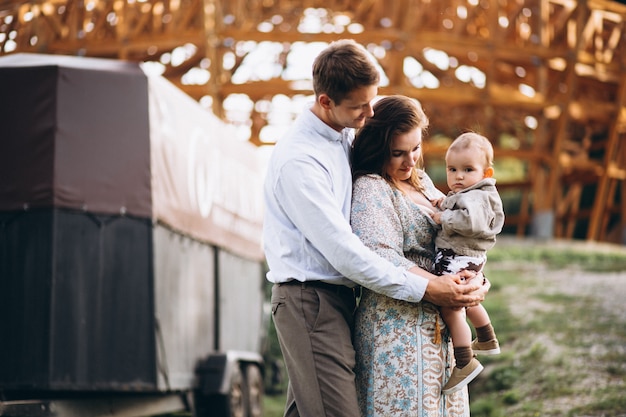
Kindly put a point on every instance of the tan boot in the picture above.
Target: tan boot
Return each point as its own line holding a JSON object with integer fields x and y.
{"x": 462, "y": 376}
{"x": 490, "y": 347}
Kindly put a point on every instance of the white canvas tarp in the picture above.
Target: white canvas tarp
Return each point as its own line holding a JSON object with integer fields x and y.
{"x": 205, "y": 183}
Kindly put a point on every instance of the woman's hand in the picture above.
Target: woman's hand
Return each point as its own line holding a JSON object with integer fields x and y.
{"x": 466, "y": 289}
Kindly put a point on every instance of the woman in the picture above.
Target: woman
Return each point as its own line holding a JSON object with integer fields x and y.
{"x": 402, "y": 362}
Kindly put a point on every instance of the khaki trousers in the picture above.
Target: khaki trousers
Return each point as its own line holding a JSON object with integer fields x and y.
{"x": 314, "y": 324}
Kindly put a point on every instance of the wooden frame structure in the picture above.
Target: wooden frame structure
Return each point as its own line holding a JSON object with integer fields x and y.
{"x": 544, "y": 79}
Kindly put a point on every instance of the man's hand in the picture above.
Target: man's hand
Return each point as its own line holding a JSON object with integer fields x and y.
{"x": 452, "y": 291}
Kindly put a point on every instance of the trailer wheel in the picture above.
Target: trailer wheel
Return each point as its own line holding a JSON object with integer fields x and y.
{"x": 218, "y": 405}
{"x": 254, "y": 385}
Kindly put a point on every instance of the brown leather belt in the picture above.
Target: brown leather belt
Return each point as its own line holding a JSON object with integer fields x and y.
{"x": 336, "y": 288}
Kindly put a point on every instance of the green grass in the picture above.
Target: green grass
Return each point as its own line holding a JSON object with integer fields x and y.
{"x": 558, "y": 339}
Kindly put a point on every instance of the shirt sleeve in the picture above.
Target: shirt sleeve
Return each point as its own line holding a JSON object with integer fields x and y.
{"x": 470, "y": 215}
{"x": 305, "y": 190}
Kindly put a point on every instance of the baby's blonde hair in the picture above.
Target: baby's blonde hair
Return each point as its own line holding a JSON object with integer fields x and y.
{"x": 472, "y": 139}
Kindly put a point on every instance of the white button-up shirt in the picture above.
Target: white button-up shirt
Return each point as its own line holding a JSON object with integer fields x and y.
{"x": 306, "y": 230}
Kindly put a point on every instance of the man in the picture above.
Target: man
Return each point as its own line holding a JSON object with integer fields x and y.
{"x": 314, "y": 258}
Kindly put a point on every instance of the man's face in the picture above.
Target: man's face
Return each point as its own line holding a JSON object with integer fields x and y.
{"x": 353, "y": 109}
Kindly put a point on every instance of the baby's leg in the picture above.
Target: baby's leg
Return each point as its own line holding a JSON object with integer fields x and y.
{"x": 457, "y": 325}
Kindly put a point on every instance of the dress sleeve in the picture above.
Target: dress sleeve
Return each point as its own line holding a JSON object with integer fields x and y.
{"x": 375, "y": 219}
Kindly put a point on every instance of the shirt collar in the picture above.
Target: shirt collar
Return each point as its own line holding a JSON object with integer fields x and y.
{"x": 324, "y": 130}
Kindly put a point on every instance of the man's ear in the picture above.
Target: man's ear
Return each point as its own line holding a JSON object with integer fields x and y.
{"x": 324, "y": 101}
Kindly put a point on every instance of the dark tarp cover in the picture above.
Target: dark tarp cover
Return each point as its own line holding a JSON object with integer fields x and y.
{"x": 74, "y": 134}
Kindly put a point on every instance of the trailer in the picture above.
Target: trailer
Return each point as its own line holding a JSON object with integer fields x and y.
{"x": 131, "y": 268}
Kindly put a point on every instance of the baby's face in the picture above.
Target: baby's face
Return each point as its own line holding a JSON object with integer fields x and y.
{"x": 464, "y": 168}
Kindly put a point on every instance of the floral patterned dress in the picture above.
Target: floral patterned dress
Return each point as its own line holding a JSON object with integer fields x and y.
{"x": 401, "y": 365}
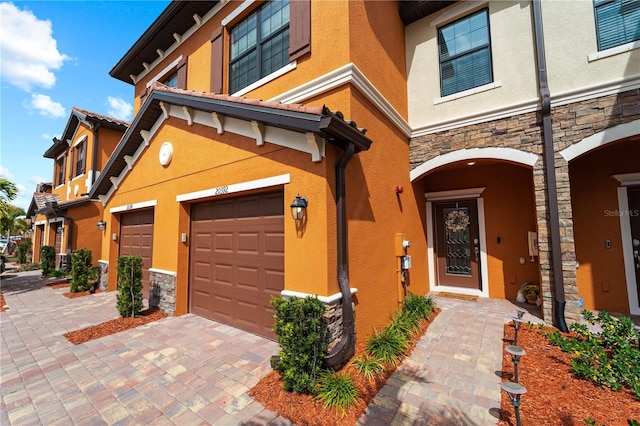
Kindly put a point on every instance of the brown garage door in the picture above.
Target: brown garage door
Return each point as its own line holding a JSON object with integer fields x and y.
{"x": 136, "y": 237}
{"x": 237, "y": 260}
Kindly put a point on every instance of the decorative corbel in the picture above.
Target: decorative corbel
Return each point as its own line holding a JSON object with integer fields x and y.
{"x": 316, "y": 146}
{"x": 258, "y": 131}
{"x": 218, "y": 121}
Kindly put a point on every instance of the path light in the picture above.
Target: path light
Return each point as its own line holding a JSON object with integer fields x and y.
{"x": 516, "y": 352}
{"x": 517, "y": 322}
{"x": 514, "y": 390}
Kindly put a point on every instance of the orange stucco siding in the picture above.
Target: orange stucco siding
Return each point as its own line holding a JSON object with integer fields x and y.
{"x": 600, "y": 275}
{"x": 509, "y": 215}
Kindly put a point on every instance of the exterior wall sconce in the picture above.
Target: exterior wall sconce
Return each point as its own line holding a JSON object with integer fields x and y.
{"x": 299, "y": 207}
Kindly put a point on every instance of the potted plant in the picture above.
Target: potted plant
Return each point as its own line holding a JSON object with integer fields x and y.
{"x": 531, "y": 293}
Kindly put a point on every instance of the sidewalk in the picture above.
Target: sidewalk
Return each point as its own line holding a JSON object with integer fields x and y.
{"x": 190, "y": 370}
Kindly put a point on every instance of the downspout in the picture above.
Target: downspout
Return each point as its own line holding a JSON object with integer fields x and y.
{"x": 345, "y": 348}
{"x": 550, "y": 172}
{"x": 96, "y": 127}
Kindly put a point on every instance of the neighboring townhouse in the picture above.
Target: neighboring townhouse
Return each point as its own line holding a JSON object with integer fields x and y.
{"x": 61, "y": 213}
{"x": 241, "y": 107}
{"x": 247, "y": 110}
{"x": 525, "y": 116}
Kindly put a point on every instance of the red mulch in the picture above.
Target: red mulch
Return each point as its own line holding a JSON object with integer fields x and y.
{"x": 114, "y": 326}
{"x": 554, "y": 395}
{"x": 305, "y": 410}
{"x": 71, "y": 295}
{"x": 3, "y": 304}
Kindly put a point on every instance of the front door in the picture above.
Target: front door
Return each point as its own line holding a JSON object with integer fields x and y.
{"x": 634, "y": 218}
{"x": 458, "y": 244}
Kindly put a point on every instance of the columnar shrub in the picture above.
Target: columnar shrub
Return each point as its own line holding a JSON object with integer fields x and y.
{"x": 47, "y": 260}
{"x": 129, "y": 285}
{"x": 301, "y": 330}
{"x": 80, "y": 270}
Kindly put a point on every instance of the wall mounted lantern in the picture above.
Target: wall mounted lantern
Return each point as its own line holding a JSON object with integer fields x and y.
{"x": 299, "y": 208}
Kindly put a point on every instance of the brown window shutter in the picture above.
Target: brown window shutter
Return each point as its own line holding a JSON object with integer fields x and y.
{"x": 182, "y": 73}
{"x": 299, "y": 28}
{"x": 217, "y": 59}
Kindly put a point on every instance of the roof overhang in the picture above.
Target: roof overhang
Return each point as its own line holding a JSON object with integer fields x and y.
{"x": 177, "y": 18}
{"x": 221, "y": 112}
{"x": 412, "y": 11}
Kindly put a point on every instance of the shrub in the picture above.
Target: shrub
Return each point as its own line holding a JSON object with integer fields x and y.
{"x": 301, "y": 330}
{"x": 22, "y": 249}
{"x": 80, "y": 270}
{"x": 338, "y": 391}
{"x": 608, "y": 358}
{"x": 47, "y": 260}
{"x": 387, "y": 345}
{"x": 129, "y": 298}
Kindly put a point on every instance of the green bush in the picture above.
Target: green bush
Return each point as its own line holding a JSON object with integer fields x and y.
{"x": 22, "y": 249}
{"x": 129, "y": 302}
{"x": 301, "y": 330}
{"x": 338, "y": 391}
{"x": 47, "y": 260}
{"x": 80, "y": 270}
{"x": 610, "y": 357}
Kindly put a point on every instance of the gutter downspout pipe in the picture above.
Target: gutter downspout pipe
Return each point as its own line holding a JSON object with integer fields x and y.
{"x": 550, "y": 172}
{"x": 345, "y": 348}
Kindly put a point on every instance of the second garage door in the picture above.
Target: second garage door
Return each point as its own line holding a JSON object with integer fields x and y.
{"x": 237, "y": 260}
{"x": 136, "y": 237}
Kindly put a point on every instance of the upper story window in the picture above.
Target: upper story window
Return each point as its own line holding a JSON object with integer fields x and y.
{"x": 617, "y": 22}
{"x": 59, "y": 171}
{"x": 465, "y": 53}
{"x": 259, "y": 44}
{"x": 78, "y": 159}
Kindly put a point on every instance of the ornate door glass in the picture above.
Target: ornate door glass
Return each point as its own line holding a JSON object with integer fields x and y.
{"x": 457, "y": 241}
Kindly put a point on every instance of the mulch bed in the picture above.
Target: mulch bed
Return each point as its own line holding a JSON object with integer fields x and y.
{"x": 114, "y": 326}
{"x": 305, "y": 410}
{"x": 554, "y": 395}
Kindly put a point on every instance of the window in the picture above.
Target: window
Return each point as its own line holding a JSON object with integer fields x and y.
{"x": 465, "y": 53}
{"x": 79, "y": 155}
{"x": 259, "y": 44}
{"x": 617, "y": 22}
{"x": 59, "y": 171}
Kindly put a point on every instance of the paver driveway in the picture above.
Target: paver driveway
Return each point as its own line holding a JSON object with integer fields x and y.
{"x": 185, "y": 370}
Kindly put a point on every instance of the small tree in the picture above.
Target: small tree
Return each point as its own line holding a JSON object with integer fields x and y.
{"x": 47, "y": 260}
{"x": 80, "y": 270}
{"x": 129, "y": 285}
{"x": 301, "y": 330}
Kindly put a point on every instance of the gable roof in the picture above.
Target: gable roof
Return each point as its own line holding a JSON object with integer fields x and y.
{"x": 177, "y": 18}
{"x": 319, "y": 121}
{"x": 75, "y": 118}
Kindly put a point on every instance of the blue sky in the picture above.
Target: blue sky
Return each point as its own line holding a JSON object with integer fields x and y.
{"x": 55, "y": 55}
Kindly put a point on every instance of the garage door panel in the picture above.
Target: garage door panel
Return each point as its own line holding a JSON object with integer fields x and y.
{"x": 136, "y": 238}
{"x": 247, "y": 236}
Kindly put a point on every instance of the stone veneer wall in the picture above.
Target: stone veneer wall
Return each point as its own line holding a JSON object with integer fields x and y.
{"x": 571, "y": 123}
{"x": 162, "y": 292}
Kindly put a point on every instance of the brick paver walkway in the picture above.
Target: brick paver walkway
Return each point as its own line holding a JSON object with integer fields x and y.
{"x": 189, "y": 370}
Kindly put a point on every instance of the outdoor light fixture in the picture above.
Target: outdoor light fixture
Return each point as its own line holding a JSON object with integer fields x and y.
{"x": 516, "y": 352}
{"x": 517, "y": 322}
{"x": 515, "y": 391}
{"x": 299, "y": 207}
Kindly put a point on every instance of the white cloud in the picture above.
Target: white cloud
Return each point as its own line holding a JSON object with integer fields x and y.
{"x": 119, "y": 108}
{"x": 5, "y": 173}
{"x": 28, "y": 50}
{"x": 46, "y": 106}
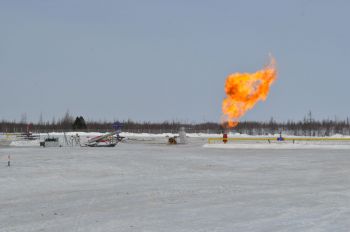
+ + +
## Exercise description
Given the records above, return exactly the lines starting at the line containing "Kindly put a point on every instance of the gable" and ending at the line containing "Target: white cloud", including both.

## Solved problem
Kindly put a point on every instance of the gable roof in the picture above.
Target: gable roof
Return each point as its own line holding a JSON object with integer fields x and y.
{"x": 177, "y": 18}
{"x": 319, "y": 121}
{"x": 75, "y": 118}
Kindly put a point on every instance of the blue sky in the picture above.
Target: blue sky
Return each point as its own line holding a JSON object with integer fields x and y.
{"x": 55, "y": 55}
Kindly put a point on every instance of the garage door panel in the picture above.
Target: garage door panel
Return each point as its own line holding a JSON object with integer fields x and y.
{"x": 136, "y": 238}
{"x": 247, "y": 236}
Kindly put a point on every instance of the stone veneer wall in the picture above.
Target: stone veneer wall
Return each point as its own line holding a JSON object with integer fields x and y.
{"x": 571, "y": 123}
{"x": 162, "y": 292}
Kindly put a point on every instance of the brick paver walkway in the picture above.
Target: brick paver walkway
Return each point as its own line holding a JSON object with integer fields x and y.
{"x": 189, "y": 370}
Kindly put a point on every instance of the outdoor light fixture in the picture above.
Target: outdoor light fixture
Return each point as its own line holding a JSON object with integer fields x and y.
{"x": 516, "y": 352}
{"x": 517, "y": 322}
{"x": 515, "y": 391}
{"x": 299, "y": 207}
Kindly put a point on every instance of the white cloud in the picture above.
Target: white cloud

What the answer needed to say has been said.